- DA FARE
Nel testo sulla mobilità sanitaria, quale valore ha raggiunto nel 2023 la mobilità sanitaria dei pazienti secondo i primi dati raccolti dall'Agenas?

:: SEGMENTO DI TESTO ::

La fuga dei pazienti al Nord costa 3 miliardi, in manovra la spinta alle cure sotto casa
La fuga dei pazienti in cerca di cure soprattutto verso gli ospedali del Nord sfiora ormai i 3 miliardi e supera addirittura i livelli di prima del Covid. Le strutture sanitarie più ambite dai pazienti in arrivo soprattutto da Campania, Calabria, Sicilia e Puglia restano come già accaduto nel passato quelle di Emilia Romagna, Lombardia, Veneto e Toscana. Il fenomeno della cosiddetta mobilità sanitaria dei pazienti – che nel 2023 ha raggiunto secondo i primi dati raccolti dall’Agenas un valore di 2,87 miliardi (erano 2,84 miliardi nel 2019 poi crollati negli anni della pandemia a 2 miliardi) – viene infatti da lontano ed è legato alle differenze nell’offerta dell’assistenza sanitaria tra le Regioni che si trascinano da sempre.
I pazienti si spostano anche per cure a bassa complessità
La novità è il fatto che oltre a quelli che una volta venivano chiamati “viaggi della speranza” – la ricerca cioè di cure spesso salva vita in ospedali di eccellenza di un’altra Regione – sono in crescita anche gli spostamenti dei pazienti per prestazioni meno complesse, magari facilmente ottenibili nell’ospedale più vicino a casa come l’operazione per un tunnel carpale o una protesi d’anca. Ecco perché il ministero della Salute ha deciso di provare ad arginare questa mobilità non proprio necessaria se non addirittura “inappropriata” con una misura ad hoc: “Quello che si è visto negli ultimi anni è che la mobilità ad alta complessità si è ridotta mentre è aumentata quella dei pazienti per prestazioni a bassa complessità, anche a fronte di una azione di alcune Regioni del centro Nord interessate ad attrarre pazienti da altre Regioni”, avverte il direttore generale della Programmazione del ministero della Salute Americo Cicchetti.
In Emilia e Lombardia boom di incassi, le misure in manovra
Da qui l’idea di intervenire con una norma in manovra che obbliga le Regioni a “sottoscrivere accordi bilaterali – recita l’articolo 55 della legge di bilancio ora in Parlamento – , per il governo della mobilità sanitaria interregionale e delle correlate risorse finanziarie, con tutte le altre regioni con le quali la mobilità sanitaria attiva o passiva assuma dimensioni che determinano fenomeni distorsivi nell’erogazione dell’assistenza sanitaria”. Nel mirino ci sono innanzitutto le Regioni citate prima e in particolare Emilia e Lombardia che rispettivamente hanno un saldo positivo di mobilità (cioè tra pazienti in entrata e quelli in uscita ) che è rispettivamente di 388 milioni e 379 milioni di introiti solo per il 2023 mentre tra quelle che scontano la mobilità in uscita ci sono almeno quattro Regioni del Sud e cioè Campania (-210 milioni di costi da rimborsare), la Calabria (-190 milioni), la Sicilia (-138 milioni) e la Puglia (-127 milioni).

:::
:: MATERIALE FORNITO ::

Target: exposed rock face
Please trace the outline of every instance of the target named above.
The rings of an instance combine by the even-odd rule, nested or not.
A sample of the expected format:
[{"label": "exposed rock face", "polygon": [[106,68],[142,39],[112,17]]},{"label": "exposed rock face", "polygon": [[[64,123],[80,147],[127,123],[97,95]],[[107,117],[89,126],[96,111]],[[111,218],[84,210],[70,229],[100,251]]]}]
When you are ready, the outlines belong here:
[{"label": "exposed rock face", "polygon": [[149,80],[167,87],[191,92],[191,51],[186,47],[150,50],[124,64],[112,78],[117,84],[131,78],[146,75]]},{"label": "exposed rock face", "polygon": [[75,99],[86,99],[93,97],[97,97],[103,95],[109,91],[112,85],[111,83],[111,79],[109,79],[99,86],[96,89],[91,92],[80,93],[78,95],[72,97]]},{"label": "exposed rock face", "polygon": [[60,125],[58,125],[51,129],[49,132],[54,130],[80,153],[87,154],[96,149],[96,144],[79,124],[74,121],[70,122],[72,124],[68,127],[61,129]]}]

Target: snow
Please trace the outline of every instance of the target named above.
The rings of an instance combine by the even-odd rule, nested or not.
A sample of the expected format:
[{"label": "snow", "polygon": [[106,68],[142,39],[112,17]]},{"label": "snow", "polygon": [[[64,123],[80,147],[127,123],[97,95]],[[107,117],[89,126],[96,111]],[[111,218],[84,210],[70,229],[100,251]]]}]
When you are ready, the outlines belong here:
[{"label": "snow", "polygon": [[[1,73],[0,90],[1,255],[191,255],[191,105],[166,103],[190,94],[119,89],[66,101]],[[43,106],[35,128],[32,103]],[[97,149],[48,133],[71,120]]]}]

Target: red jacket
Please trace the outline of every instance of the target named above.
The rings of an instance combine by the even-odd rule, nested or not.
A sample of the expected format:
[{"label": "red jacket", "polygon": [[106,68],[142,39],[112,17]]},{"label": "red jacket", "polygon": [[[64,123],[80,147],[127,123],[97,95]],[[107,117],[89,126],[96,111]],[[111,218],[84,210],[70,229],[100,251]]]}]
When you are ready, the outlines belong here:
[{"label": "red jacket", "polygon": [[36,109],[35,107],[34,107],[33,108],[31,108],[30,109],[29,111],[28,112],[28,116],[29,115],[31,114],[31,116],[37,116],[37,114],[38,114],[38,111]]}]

:::

- SOLUZIONE ESERCIZIO
2,87 miliardi.